> EXERCISE GOAL: Render the stretch of the data from the line containing "Target: tree trunk" through the end of the data as a JSON list of strings, with one string per line and blank lines omitted.

(Items from a dataset)
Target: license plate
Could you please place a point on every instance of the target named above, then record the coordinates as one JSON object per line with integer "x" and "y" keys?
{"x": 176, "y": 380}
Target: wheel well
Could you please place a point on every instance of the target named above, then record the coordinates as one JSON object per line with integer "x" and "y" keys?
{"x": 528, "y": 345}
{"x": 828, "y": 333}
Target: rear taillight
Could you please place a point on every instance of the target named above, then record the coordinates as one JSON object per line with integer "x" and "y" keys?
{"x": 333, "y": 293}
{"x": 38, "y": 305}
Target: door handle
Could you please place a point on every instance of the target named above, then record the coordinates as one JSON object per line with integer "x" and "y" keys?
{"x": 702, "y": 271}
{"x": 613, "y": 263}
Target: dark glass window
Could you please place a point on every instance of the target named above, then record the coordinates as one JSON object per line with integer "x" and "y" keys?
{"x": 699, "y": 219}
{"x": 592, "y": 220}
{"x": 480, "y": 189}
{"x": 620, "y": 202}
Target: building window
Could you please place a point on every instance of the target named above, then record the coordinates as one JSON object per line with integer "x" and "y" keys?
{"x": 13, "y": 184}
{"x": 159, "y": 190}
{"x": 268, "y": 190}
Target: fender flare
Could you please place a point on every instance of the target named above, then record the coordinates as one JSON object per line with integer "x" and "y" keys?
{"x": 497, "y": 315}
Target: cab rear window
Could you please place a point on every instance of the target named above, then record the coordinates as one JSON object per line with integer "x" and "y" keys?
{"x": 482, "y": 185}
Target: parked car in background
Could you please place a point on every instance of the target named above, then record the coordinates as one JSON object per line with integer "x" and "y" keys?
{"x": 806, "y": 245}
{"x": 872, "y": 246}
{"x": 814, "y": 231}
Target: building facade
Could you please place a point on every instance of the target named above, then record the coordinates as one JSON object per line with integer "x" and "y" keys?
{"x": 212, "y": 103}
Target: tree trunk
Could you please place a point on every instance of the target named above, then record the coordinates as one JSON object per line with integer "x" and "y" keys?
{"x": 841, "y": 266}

> COMPLETE OUTPUT:
[
  "Target: tree trunk",
  "Could you please place a point on every instance of the target named above, then record the coordinates as one JSON object per line with integer \"x\" and \"y\" keys?",
  "{\"x\": 841, \"y\": 266}"
]